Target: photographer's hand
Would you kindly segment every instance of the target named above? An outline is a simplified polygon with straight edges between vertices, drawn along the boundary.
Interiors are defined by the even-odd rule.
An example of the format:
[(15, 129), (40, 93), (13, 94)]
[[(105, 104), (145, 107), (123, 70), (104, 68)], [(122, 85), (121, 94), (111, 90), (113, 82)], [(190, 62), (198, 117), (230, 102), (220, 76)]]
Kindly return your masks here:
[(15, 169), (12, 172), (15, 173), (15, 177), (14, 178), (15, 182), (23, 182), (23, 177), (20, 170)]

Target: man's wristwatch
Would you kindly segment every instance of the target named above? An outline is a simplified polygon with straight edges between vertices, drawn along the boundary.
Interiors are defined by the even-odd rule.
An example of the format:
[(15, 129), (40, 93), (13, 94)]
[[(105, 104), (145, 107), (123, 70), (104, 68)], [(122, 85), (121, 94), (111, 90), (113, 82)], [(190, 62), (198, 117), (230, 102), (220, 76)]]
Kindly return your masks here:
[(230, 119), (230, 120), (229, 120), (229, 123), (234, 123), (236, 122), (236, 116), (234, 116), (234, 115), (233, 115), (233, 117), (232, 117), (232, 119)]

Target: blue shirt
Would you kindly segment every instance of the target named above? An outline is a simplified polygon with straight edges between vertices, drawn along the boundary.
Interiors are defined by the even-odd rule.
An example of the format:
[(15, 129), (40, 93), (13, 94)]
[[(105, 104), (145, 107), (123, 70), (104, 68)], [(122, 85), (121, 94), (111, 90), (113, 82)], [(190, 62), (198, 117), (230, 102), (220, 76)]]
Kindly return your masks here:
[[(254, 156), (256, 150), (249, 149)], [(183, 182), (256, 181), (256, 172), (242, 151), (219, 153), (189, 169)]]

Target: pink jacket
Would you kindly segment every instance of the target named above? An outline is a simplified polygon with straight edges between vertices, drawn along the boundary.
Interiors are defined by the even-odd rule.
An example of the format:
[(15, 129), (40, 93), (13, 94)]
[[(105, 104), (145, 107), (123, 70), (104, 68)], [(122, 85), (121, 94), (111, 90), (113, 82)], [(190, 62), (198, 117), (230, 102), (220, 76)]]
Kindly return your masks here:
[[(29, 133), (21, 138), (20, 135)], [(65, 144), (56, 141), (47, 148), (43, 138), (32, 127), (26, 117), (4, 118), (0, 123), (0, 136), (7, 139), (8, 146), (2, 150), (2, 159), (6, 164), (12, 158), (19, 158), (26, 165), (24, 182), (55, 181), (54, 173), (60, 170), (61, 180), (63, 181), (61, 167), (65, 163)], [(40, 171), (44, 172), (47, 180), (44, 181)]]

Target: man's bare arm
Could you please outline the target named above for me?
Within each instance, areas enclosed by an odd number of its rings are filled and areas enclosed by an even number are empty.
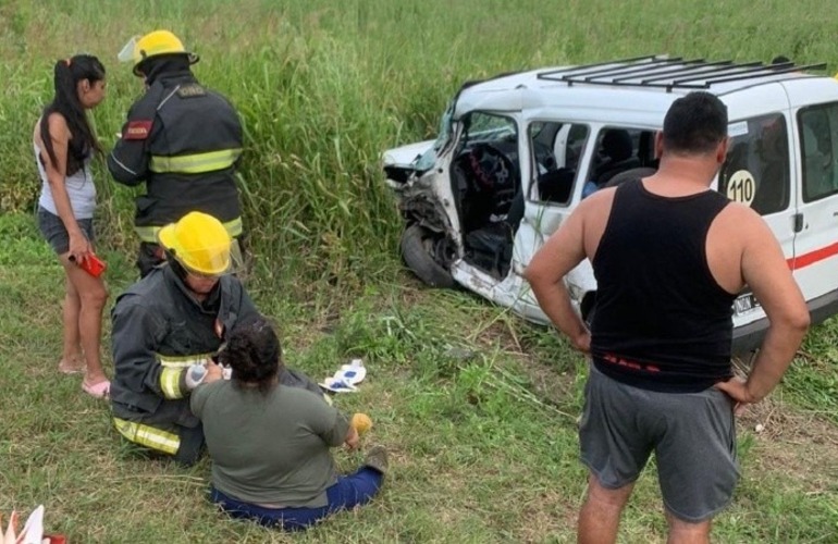
[[[564,277],[584,259],[584,208],[580,206],[532,257],[523,277],[532,287],[539,306],[574,346],[588,353],[591,335],[570,305]]]
[[[748,218],[745,225],[742,279],[771,324],[748,380],[743,383],[731,380],[717,386],[737,401],[751,404],[763,399],[779,383],[803,341],[810,317],[800,287],[768,225],[755,213]]]

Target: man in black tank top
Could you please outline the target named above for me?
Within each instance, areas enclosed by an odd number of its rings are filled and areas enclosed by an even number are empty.
[[[710,189],[727,152],[724,103],[708,92],[675,100],[655,149],[654,175],[584,199],[525,272],[556,327],[591,356],[582,543],[616,541],[653,450],[669,542],[708,542],[739,475],[735,408],[774,388],[809,326],[768,226]],[[563,281],[586,258],[597,282],[591,332]],[[747,381],[730,367],[731,302],[745,284],[771,322]]]

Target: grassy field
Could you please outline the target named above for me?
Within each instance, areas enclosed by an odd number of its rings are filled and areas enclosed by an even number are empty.
[[[398,218],[378,171],[387,147],[433,136],[466,79],[630,57],[826,61],[838,4],[521,0],[272,2],[0,0],[0,512],[47,507],[71,542],[572,542],[584,491],[576,419],[584,361],[554,332],[400,269]],[[371,506],[287,536],[218,515],[193,469],[143,459],[79,379],[56,372],[61,270],[32,219],[29,134],[56,59],[98,54],[112,144],[139,83],[115,53],[162,26],[201,53],[196,73],[247,131],[242,189],[257,305],[287,361],[312,376],[370,369],[346,411],[375,422],[392,477]],[[100,168],[98,232],[112,297],[132,280],[132,191]],[[106,321],[106,334],[108,323]],[[838,542],[838,320],[814,329],[781,387],[741,419],[743,479],[717,542]],[[106,339],[106,362],[110,362]],[[756,432],[756,425],[763,425]],[[349,470],[360,454],[336,454]],[[621,542],[662,542],[654,467]]]

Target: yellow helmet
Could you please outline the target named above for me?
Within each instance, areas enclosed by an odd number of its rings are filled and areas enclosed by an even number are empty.
[[[212,215],[189,212],[176,223],[162,227],[157,237],[189,272],[218,276],[230,270],[233,239]]]
[[[198,62],[198,55],[183,47],[183,41],[169,30],[155,30],[145,36],[133,37],[118,55],[123,62],[134,64],[134,75],[141,76],[139,64],[146,59],[163,54],[185,54],[189,64]]]

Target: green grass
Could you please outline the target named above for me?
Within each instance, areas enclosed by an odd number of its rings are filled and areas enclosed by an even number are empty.
[[[72,542],[572,542],[584,492],[576,418],[584,363],[550,330],[400,270],[381,150],[432,137],[467,79],[649,52],[829,62],[838,4],[803,0],[618,4],[521,0],[0,0],[0,512],[47,507]],[[198,77],[239,109],[241,187],[256,252],[248,288],[281,324],[287,360],[316,378],[361,357],[337,397],[393,452],[382,496],[304,535],[230,521],[205,500],[209,461],[184,470],[124,445],[78,378],[56,372],[61,269],[30,217],[30,133],[52,63],[107,64],[94,112],[104,147],[141,91],[115,53],[169,27],[201,53]],[[99,164],[111,298],[132,280],[134,191]],[[12,213],[15,212],[15,213]],[[108,354],[106,318],[104,361]],[[838,540],[838,320],[814,329],[784,385],[741,420],[743,480],[716,542]],[[764,424],[756,433],[754,425]],[[359,454],[336,453],[349,470]],[[620,541],[663,542],[654,468]]]

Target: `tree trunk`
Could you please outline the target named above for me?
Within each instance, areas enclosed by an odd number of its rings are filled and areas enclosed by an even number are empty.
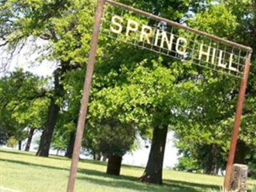
[[[75,144],[76,132],[72,132],[69,137],[68,144],[67,147],[67,151],[65,156],[68,158],[72,158],[73,154],[74,145]]]
[[[122,165],[122,157],[111,155],[109,157],[107,167],[107,174],[120,175]]]
[[[34,135],[34,131],[35,131],[35,129],[33,129],[33,128],[30,129],[29,134],[28,138],[27,144],[26,144],[26,147],[25,147],[26,151],[29,151],[30,145],[31,145],[31,142],[32,142],[33,135]]]
[[[42,134],[39,149],[36,153],[36,155],[38,156],[49,156],[52,137],[60,108],[56,101],[58,98],[60,98],[63,96],[64,91],[62,85],[60,84],[61,71],[57,69],[54,71],[54,96],[51,98],[46,125]]]
[[[103,154],[103,159],[102,159],[102,161],[107,161],[108,159],[108,155],[106,154]]]
[[[168,128],[155,128],[150,152],[141,181],[161,184],[163,183],[163,165]]]
[[[216,172],[216,168],[217,166],[216,163],[216,145],[212,144],[210,145],[210,151],[207,159],[207,163],[205,168],[205,174],[207,175],[214,175]]]
[[[101,159],[101,154],[100,152],[96,153],[96,160],[100,161]]]
[[[22,141],[19,141],[19,150],[21,151],[21,145],[22,144]]]

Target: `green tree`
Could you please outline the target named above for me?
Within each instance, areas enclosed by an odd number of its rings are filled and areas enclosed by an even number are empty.
[[[19,142],[20,149],[22,140],[28,137],[28,128],[44,126],[48,102],[45,84],[42,78],[20,69],[0,79],[0,127],[8,137]]]

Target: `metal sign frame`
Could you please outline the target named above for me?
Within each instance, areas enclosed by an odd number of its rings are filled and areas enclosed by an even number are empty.
[[[228,191],[230,182],[232,165],[234,163],[234,159],[236,153],[236,148],[238,139],[243,107],[244,101],[246,85],[250,71],[252,48],[228,40],[223,40],[218,36],[208,34],[205,32],[202,32],[197,29],[195,29],[193,28],[188,27],[184,25],[182,25],[180,24],[170,20],[166,18],[161,18],[160,17],[154,15],[152,13],[136,9],[133,7],[115,2],[113,0],[98,0],[95,19],[94,22],[94,29],[92,34],[91,48],[89,53],[88,63],[86,66],[86,73],[83,87],[83,98],[81,100],[81,105],[79,111],[79,117],[77,126],[76,140],[74,147],[74,151],[73,151],[67,192],[73,192],[74,189],[75,181],[76,181],[76,173],[77,170],[77,165],[79,159],[80,149],[81,147],[82,139],[84,129],[84,124],[87,115],[90,89],[92,84],[92,75],[93,73],[94,64],[95,62],[95,57],[96,57],[97,48],[98,44],[98,38],[100,34],[100,25],[102,22],[102,17],[104,13],[105,3],[107,3],[113,6],[118,7],[126,10],[133,11],[134,13],[136,13],[141,15],[144,15],[147,18],[154,20],[156,21],[164,22],[172,26],[174,26],[177,28],[182,29],[188,31],[190,31],[191,33],[207,37],[211,40],[214,40],[216,41],[225,45],[228,45],[229,46],[236,47],[237,48],[241,49],[243,50],[248,52],[244,66],[243,68],[243,73],[242,74],[243,76],[241,77],[241,82],[239,92],[238,101],[236,112],[235,121],[234,123],[233,131],[232,133],[230,151],[228,153],[228,158],[226,168],[226,175],[224,181],[224,189]]]

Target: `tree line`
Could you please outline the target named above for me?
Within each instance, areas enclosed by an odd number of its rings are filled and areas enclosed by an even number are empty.
[[[254,48],[253,1],[119,1]],[[0,47],[10,59],[29,43],[38,62],[56,64],[43,78],[17,69],[0,79],[0,142],[42,132],[71,157],[95,14],[95,1],[0,1]],[[36,46],[36,41],[47,42]],[[239,80],[100,37],[83,146],[96,159],[120,160],[136,135],[151,141],[142,181],[161,184],[168,131],[182,155],[177,168],[214,174],[225,168]],[[253,58],[254,61],[254,57]],[[4,62],[6,63],[4,63]],[[252,72],[236,162],[255,167],[255,70]]]

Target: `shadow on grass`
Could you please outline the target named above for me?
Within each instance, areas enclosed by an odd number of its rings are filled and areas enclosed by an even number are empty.
[[[3,152],[1,151],[1,152]],[[8,152],[4,151],[4,152]],[[10,152],[10,153],[20,154],[23,155],[29,155],[29,154]],[[33,154],[31,154],[33,156]],[[58,170],[69,171],[68,168],[61,168],[58,166],[52,166],[45,165],[40,165],[36,163],[31,163],[22,161],[13,160],[8,159],[0,158],[1,161],[6,161],[12,163],[18,163],[26,166],[32,166],[35,167],[41,167],[48,169],[54,169]],[[93,161],[85,161],[86,163]],[[98,162],[95,162],[94,164]],[[99,163],[98,165],[100,165]],[[135,167],[136,168],[136,167]],[[93,183],[97,185],[104,185],[116,188],[125,188],[129,189],[134,189],[140,191],[148,191],[148,192],[202,192],[209,191],[210,189],[218,189],[216,186],[200,184],[196,183],[191,183],[186,181],[173,181],[173,180],[164,180],[164,184],[159,186],[155,184],[149,184],[142,183],[138,181],[138,177],[121,175],[115,176],[106,174],[103,172],[97,170],[89,170],[89,169],[81,169],[79,168],[77,172],[82,174],[78,175],[77,177],[79,180],[84,180],[87,182]],[[109,181],[110,179],[110,181]]]
[[[4,152],[4,153],[7,153],[7,154],[13,154],[16,155],[24,155],[24,156],[33,156],[35,155],[35,153],[33,153],[33,152],[25,152],[25,151],[5,151],[5,150],[1,150],[0,149],[0,152]]]

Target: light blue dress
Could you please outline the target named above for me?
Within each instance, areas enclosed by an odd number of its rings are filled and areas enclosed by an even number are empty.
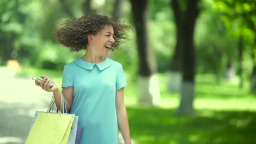
[[[96,64],[80,58],[64,66],[61,87],[74,88],[70,113],[83,128],[80,144],[119,144],[116,93],[126,85],[122,65],[107,57]]]

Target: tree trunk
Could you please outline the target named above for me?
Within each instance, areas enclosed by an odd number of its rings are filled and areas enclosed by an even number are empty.
[[[254,38],[254,46],[256,46],[256,37]],[[251,50],[251,57],[253,64],[253,68],[251,76],[251,88],[250,89],[250,93],[251,94],[255,93],[256,89],[256,64],[255,64],[255,54],[253,52],[253,48]]]
[[[174,2],[174,3],[177,3]],[[175,5],[175,4],[174,4]],[[173,7],[174,12],[174,18],[176,21],[176,45],[174,54],[170,61],[170,71],[168,72],[168,82],[167,88],[169,91],[180,93],[182,80],[182,51],[181,48],[184,47],[183,40],[184,39],[183,21],[184,19],[184,13],[178,12],[179,8]]]
[[[130,1],[139,55],[139,103],[146,105],[157,106],[160,101],[160,96],[154,51],[149,46],[148,41],[148,1],[147,0],[130,0]]]
[[[182,38],[180,40],[182,41],[180,44],[182,52],[181,96],[177,110],[177,113],[181,115],[192,114],[194,111],[193,106],[195,73],[194,31],[199,11],[197,0],[187,0],[185,2],[185,3],[183,3],[183,5],[178,0],[173,0],[171,3],[178,35],[179,33]]]
[[[114,19],[119,20],[122,16],[122,7],[123,2],[124,0],[115,0],[114,5],[114,11],[112,14]]]
[[[96,13],[97,11],[93,9],[91,6],[91,0],[85,0],[83,3],[83,12],[85,14]]]
[[[243,40],[242,35],[239,38],[239,44],[238,45],[238,75],[240,78],[239,83],[239,88],[242,88],[243,87]]]
[[[59,2],[62,7],[64,11],[70,17],[74,17],[74,14],[67,4],[67,2],[65,0],[59,0]]]
[[[229,60],[227,64],[226,77],[229,81],[232,81],[235,76],[235,68],[232,61]]]

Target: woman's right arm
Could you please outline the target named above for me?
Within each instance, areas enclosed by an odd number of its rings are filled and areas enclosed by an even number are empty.
[[[63,97],[64,97],[64,101],[65,101],[66,107],[67,111],[67,113],[70,112],[74,99],[73,90],[73,87],[69,87],[68,88],[63,88],[62,93],[61,93],[59,88],[57,90],[53,91],[54,99],[55,99],[55,104],[58,109],[60,110],[61,108],[61,96],[62,95],[63,96]]]
[[[55,100],[55,104],[57,108],[59,110],[60,110],[61,109],[61,96],[63,96],[64,97],[66,107],[67,107],[67,112],[69,113],[73,104],[73,87],[63,88],[61,93],[55,83],[49,77],[43,75],[41,76],[41,77],[43,78],[41,82],[38,83],[38,82],[36,80],[35,81],[35,85],[40,86],[42,89],[45,91],[53,92]],[[51,83],[53,85],[51,87],[50,85]],[[65,109],[65,108],[64,109]]]

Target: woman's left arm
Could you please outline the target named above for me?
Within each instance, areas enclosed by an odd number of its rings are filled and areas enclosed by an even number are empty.
[[[125,144],[131,143],[126,108],[124,101],[124,88],[117,91],[116,104],[118,126],[123,135]]]

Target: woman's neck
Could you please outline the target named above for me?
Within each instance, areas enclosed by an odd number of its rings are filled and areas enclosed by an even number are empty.
[[[105,57],[105,56],[96,56],[90,51],[87,51],[82,58],[87,62],[92,63],[99,63],[104,61]]]

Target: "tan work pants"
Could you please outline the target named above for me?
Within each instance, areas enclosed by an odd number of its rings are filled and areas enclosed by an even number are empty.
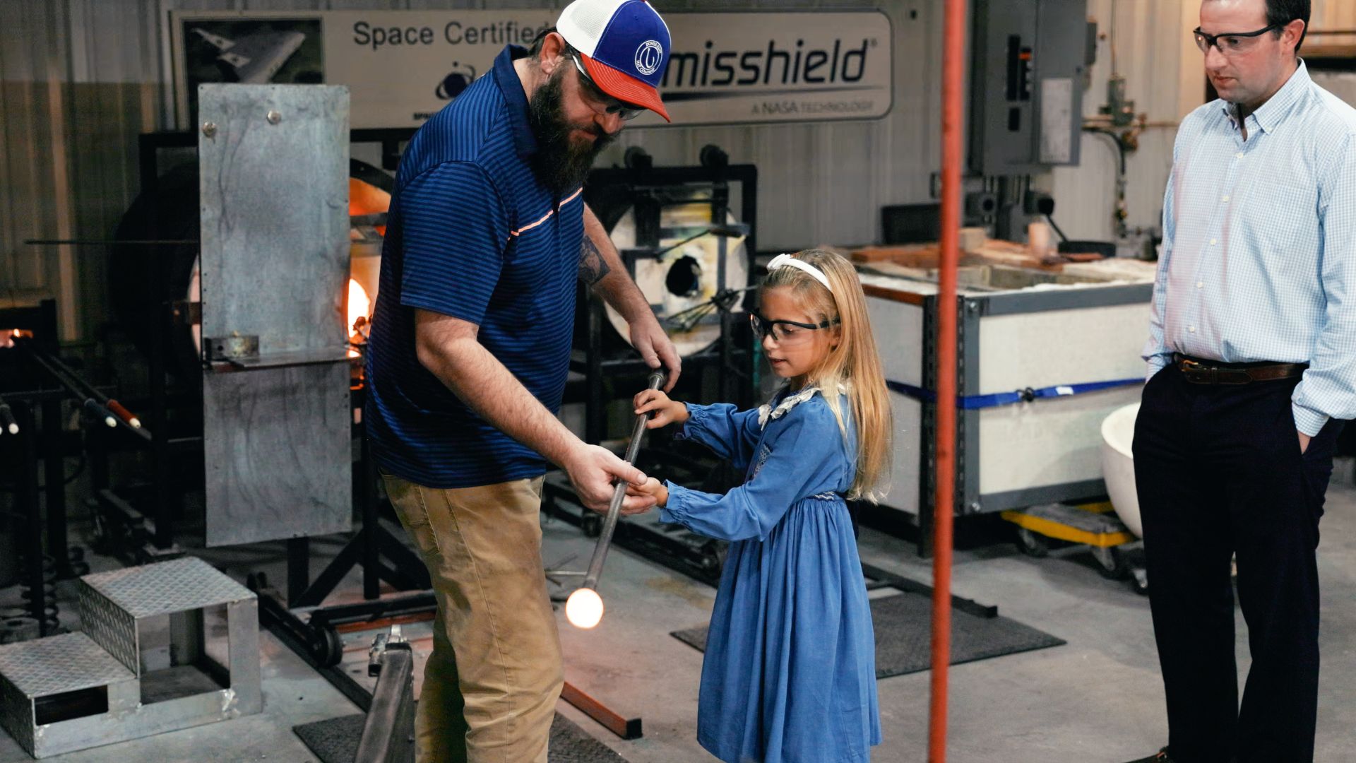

..............................

What is being asked
With pictures left out, extract the lines from the one containing "Target: woman's right arm" to the end of the material above, both included, exactly as written.

Complete answer
Target: woman's right arm
Could you please outline the target named above for me?
Within each instance, areas enclosed by an odd number of its rings are filled and areas enclosed by an even number are empty.
[[[63,97],[64,97],[64,101],[65,101],[66,107],[67,111],[67,113],[70,112],[74,99],[73,90],[73,87],[69,87],[68,88],[63,88],[62,93],[61,93],[59,88],[57,90],[53,91],[54,99],[55,99],[55,104],[58,109],[60,110],[61,108],[61,96],[62,95],[63,96]]]
[[[55,100],[55,104],[57,108],[59,110],[60,110],[61,109],[61,96],[63,96],[64,97],[66,107],[67,107],[67,112],[69,113],[73,104],[73,87],[63,88],[61,93],[55,83],[49,77],[43,75],[41,76],[41,77],[43,78],[41,82],[38,83],[38,82],[36,80],[35,81],[35,85],[40,86],[42,89],[45,91],[53,92]],[[51,83],[53,85],[51,87],[50,85]],[[65,109],[65,108],[64,109]]]

Target: woman's left arm
Could you please outline the target named above for me?
Within each instance, areas enclosed by an odd number of its rings are filled and areas enclosed by an even number are empty.
[[[125,144],[131,143],[126,108],[124,101],[124,88],[117,91],[116,104],[118,126],[123,135]]]

Target: woman's neck
Could you please outline the target named above for me?
Within each instance, areas enclosed by an odd number of its rings are filled and areas enclosed by an even number are empty.
[[[105,57],[105,56],[96,56],[90,51],[87,51],[82,58],[87,62],[92,63],[99,63],[104,61]]]

Target: "tan work pants"
Could you please outline the target named above for me?
Within each instance, areas enclosed by an odd number of its rings are filled and areas enclosed by an even number are empty.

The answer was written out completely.